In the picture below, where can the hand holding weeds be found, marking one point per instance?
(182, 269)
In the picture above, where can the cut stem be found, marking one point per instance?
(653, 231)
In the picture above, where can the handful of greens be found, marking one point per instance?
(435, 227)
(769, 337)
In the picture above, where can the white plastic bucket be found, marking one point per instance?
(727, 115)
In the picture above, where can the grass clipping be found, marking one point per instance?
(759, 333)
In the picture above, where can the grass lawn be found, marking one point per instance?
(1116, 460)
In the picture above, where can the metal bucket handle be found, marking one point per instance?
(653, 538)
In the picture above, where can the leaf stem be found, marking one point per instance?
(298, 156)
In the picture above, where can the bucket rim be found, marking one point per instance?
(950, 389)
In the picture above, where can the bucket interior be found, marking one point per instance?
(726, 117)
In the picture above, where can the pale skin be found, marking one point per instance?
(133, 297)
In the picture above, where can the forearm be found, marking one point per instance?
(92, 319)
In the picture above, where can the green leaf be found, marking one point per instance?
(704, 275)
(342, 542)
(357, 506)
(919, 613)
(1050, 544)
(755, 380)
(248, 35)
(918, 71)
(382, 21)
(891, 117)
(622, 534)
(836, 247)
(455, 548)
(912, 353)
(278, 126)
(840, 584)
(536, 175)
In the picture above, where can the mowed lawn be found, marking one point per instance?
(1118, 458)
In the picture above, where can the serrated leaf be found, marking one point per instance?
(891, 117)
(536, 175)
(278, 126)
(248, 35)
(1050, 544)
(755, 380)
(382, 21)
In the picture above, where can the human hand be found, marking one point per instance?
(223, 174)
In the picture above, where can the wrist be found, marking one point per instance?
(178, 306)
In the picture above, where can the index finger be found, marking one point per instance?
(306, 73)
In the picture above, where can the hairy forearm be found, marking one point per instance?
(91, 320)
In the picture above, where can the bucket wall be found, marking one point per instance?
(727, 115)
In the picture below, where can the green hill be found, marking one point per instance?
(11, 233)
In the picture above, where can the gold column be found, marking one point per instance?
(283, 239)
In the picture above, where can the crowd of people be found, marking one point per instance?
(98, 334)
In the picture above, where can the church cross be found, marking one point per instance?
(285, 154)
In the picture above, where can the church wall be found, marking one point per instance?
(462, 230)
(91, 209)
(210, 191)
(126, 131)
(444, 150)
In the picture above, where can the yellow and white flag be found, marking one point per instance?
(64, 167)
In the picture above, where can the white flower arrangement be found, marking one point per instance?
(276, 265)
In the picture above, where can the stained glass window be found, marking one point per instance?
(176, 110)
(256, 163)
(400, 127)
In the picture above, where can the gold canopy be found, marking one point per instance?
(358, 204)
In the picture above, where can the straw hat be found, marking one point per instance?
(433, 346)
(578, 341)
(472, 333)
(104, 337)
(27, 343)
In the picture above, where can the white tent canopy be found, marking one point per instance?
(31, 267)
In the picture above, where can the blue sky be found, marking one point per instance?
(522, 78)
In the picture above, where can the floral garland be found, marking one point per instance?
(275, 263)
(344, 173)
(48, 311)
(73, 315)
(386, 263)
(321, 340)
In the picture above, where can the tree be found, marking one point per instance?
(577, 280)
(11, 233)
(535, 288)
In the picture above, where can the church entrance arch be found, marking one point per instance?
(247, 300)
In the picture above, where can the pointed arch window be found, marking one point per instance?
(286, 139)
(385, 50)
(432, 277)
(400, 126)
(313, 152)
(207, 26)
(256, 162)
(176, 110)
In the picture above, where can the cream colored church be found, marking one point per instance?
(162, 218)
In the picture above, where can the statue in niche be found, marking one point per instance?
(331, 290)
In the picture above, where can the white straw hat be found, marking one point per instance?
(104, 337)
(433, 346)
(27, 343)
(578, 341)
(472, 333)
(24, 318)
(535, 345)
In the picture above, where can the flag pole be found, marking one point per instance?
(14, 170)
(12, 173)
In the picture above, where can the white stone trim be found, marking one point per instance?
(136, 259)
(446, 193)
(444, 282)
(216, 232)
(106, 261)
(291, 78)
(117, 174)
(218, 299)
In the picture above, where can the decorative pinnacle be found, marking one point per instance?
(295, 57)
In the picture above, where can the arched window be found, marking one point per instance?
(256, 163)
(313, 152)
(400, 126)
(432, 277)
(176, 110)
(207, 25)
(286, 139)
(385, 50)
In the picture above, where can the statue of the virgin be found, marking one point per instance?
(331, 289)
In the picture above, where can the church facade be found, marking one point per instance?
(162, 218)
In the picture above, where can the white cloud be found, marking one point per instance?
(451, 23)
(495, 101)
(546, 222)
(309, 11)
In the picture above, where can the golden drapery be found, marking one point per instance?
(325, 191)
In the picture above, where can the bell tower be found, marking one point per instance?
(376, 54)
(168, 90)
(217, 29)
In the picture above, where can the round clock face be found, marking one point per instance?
- - -
- [WHAT IS NEEDED]
The data above must be returned in full, exactly as written.

- [THE OUTPUT]
In the picture below, where can the hand holding weeds be found, marking one point per instance?
(182, 269)
In the picture above, where can the cut stem be found, marking one point per instance?
(653, 231)
In the picture above, where can the handful of greens be found, marking one point per instance?
(435, 227)
(769, 337)
In the picture above, where can the white plastic bucket be found, marking one point per instance?
(727, 115)
In the picture above, where can the grass clipping be found, marking one point per instance?
(759, 333)
In the picture above, where can the grass lawn be found, marking one point per instance?
(1116, 460)
In the picture above, where can the metal bucket handle be found, marking one point per instance?
(653, 538)
In the picture above, where can the leaf stem be found, marking one point per instance?
(298, 156)
In the picture above, where can the bucket rim be found, marking one point per instance?
(950, 389)
In the picture above, where can the bucket interior be found, marking one point per instance?
(726, 117)
In the picture above, where can the pale skin be found, marking one point per instance?
(133, 297)
In the picture above, where can the forearm be found, marking one point per instance?
(92, 319)
In the picture above, where can the green leaf be found, marking one point per instance?
(704, 275)
(342, 542)
(357, 506)
(919, 613)
(1050, 544)
(755, 380)
(248, 35)
(918, 71)
(382, 21)
(891, 117)
(622, 534)
(836, 247)
(455, 548)
(912, 353)
(278, 126)
(840, 584)
(536, 175)
In the picture above, where can the mowed lawn be found, marking one point per instance?
(1118, 458)
In the picture above, where can the serrated leaf be found, marking one point per instance?
(891, 117)
(536, 175)
(278, 126)
(248, 35)
(1050, 544)
(755, 380)
(382, 21)
In the picture above, where can the human hand be found, marking one point per instance?
(223, 174)
In the picture above, where can the wrist be found, marking one point per instance?
(178, 306)
In the picture above, where can the index finger be found, marking one point per instance?
(306, 73)
In the picture above, where can the hairy forearm be found, marking one point per instance?
(91, 320)
In the picture above, where can the bucket wall be found, marking one point per instance?
(727, 115)
In the picture below, where can the green hill be found, marking one point per instance?
(11, 233)
In the picture above, where can the gold column be found, marking one point per instance?
(283, 239)
In the picture above, where can the crowd of people be found, marking one point per instance?
(98, 334)
In the picture above, where can the church cross be found, marking one point per instance?
(285, 154)
In the picture above, where can the church wall be found, marking one point per instance?
(462, 230)
(91, 209)
(210, 191)
(126, 131)
(444, 150)
In the picture above, where can the yellow and white flag be found, marking one point per instance?
(64, 167)
In the picture above, where can the white flower arrangement be found, marking one point per instance?
(276, 265)
In the picture above, where can the stained glass window be found, marking one point per instance?
(176, 110)
(256, 163)
(400, 127)
In the picture above, where can the gold canopy be found, marking one point per instance?
(358, 204)
In the picture above, where can the straw hat be found, marking one point per instance?
(433, 346)
(578, 341)
(472, 333)
(104, 337)
(27, 343)
In the picture above, where can the white tent canopy be found, marking one point per instance?
(31, 267)
In the picture above, where can the blue sky be found, marking one point per instance?
(522, 78)
In the picture above, where can the floral garland be found, marking one point per instance?
(275, 263)
(344, 173)
(48, 311)
(73, 315)
(386, 263)
(321, 340)
In the picture above, where can the tree be found, marking one point per instance?
(577, 280)
(11, 233)
(535, 288)
In the picture above, where can the church entrance arch be found, marking one point per instance?
(247, 300)
In the picture above, where can the pointed arch window be found, marking one point per instance?
(286, 139)
(385, 50)
(432, 277)
(400, 126)
(313, 152)
(207, 26)
(256, 162)
(176, 110)
In the picture above, where can the cream colored church be found, marking one point per instance?
(162, 218)
In the picture above, where can the statue in niche be found, marking one point per instance?
(331, 290)
In the picture above, where can the white straw hat be found, marking one point per instance?
(104, 337)
(433, 346)
(27, 343)
(578, 341)
(472, 333)
(24, 318)
(535, 345)
In the picture above, where can the flag pole be found, marking one point per instance?
(14, 170)
(12, 173)
In the picture above, where can the white stone trim be found, marking one point per instance?
(136, 259)
(446, 193)
(444, 282)
(216, 232)
(106, 261)
(291, 78)
(117, 174)
(218, 299)
In the picture above, where can the decorative pinnacle be found, marking one point per instance?
(295, 57)
In the picture above, where can the arched window be found, marking one point per instance?
(256, 163)
(313, 152)
(400, 126)
(432, 277)
(176, 110)
(207, 25)
(286, 139)
(385, 50)
In the picture above, where can the statue of the virgin be found, marking one point per instance?
(331, 289)
In the picture above, where can the church facade be found, marking one point per instance?
(162, 218)
In the picture above, where can the white cloud be found, marking one point per instance?
(451, 23)
(495, 101)
(546, 222)
(309, 11)
In the picture above, where can the golden drapery be found, marking one point per instance?
(325, 191)
In the picture above, where can the bell tower be found, marking one point per instance?
(376, 54)
(168, 90)
(217, 29)
In the picture above, where can the round clock face be found, marking one point per instance?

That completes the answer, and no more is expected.